- YOUR OBJECTIVE
Can you write out all of the items below again, swapping "one keypoint apiece" for "a single keypoint each" wherever it occurs, changing nothing else and leaving out the pictures?
=== MATERIAL FOR THIS EXERCISE ===
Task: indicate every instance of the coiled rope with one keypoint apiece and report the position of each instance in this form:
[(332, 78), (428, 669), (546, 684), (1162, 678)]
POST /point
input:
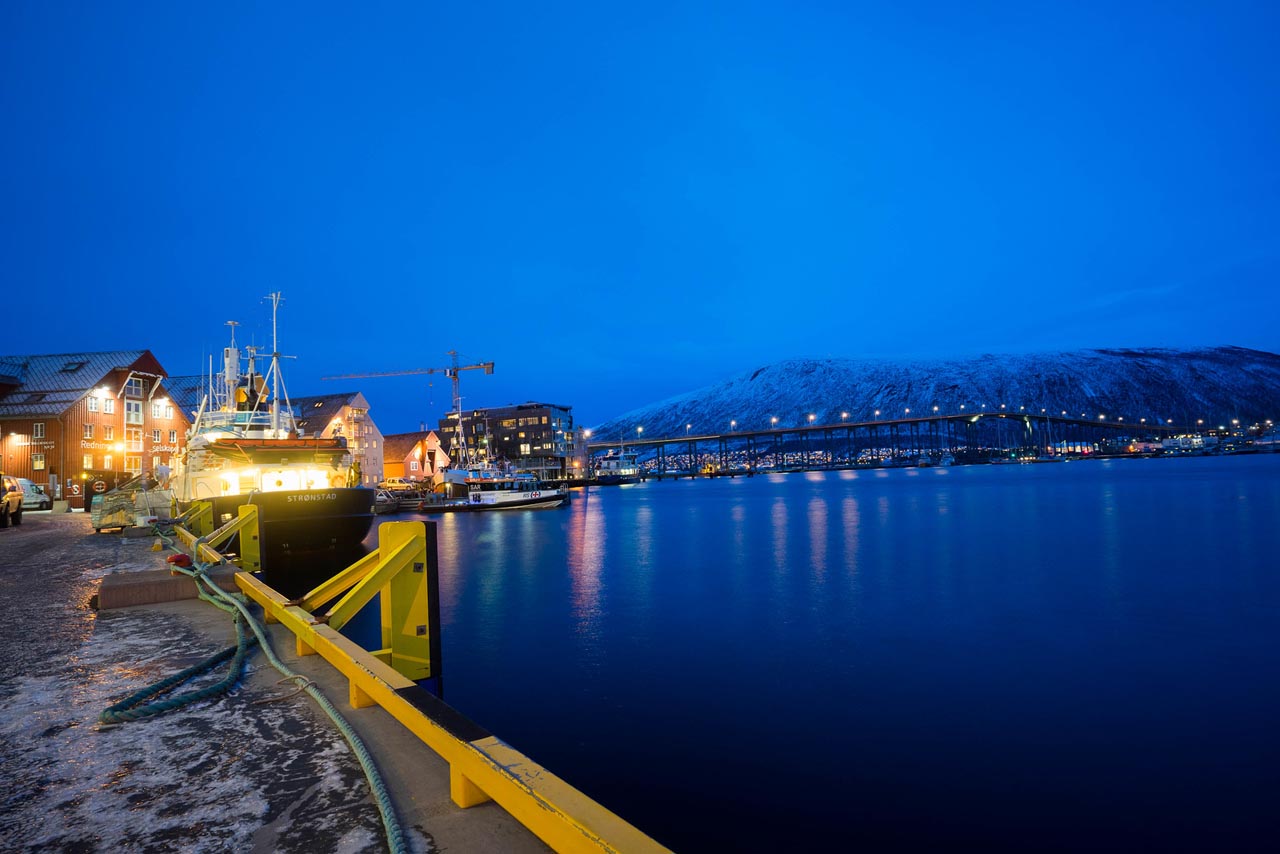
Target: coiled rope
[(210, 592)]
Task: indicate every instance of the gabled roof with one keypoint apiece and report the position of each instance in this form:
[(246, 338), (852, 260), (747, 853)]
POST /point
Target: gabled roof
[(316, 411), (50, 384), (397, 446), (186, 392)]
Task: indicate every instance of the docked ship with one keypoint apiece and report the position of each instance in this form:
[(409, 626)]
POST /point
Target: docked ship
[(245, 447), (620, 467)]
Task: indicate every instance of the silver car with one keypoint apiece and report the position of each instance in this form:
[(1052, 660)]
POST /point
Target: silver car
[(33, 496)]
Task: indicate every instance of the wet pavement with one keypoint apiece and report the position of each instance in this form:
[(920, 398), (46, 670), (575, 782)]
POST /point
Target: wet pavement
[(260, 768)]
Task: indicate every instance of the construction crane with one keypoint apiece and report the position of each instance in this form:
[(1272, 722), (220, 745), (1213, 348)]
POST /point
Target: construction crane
===
- RESPONSE TO THE EXERCISE
Task: indicate every instance of the coiled rope with a single keypoint each and report the position of each instance in this form:
[(332, 78), (428, 669), (546, 684), (1162, 678)]
POST /point
input:
Target: coiled rope
[(210, 592)]
Task: indicate every instance of the gabled roof with a single keypoint each and report the position of each instance in this form:
[(246, 338), (852, 260), (747, 853)]
POST /point
Target: gabled roof
[(316, 411), (50, 384), (397, 446), (186, 392)]
Task: indicate every instance of the docked ship with a single keypoint each and report the position of each instance in this form:
[(409, 626)]
POST /point
Target: docked ship
[(245, 447), (620, 467)]
Task: indicate every instance of the silver car with a single keypoint each and report the position of each instance in this form:
[(1052, 660)]
POST /point
Target: silver car
[(33, 496)]
Task: indicate every instance of the wet pavement with a single keypoint each and report the position of each instance in this form:
[(920, 398), (46, 670), (575, 782)]
POST /point
Target: wet pavement
[(260, 768)]
Task: indicate every instance of the construction crane with a single keypoint each and report the position of each instance in this form:
[(1272, 722), (220, 745), (1213, 348)]
POST /point
Target: construction crane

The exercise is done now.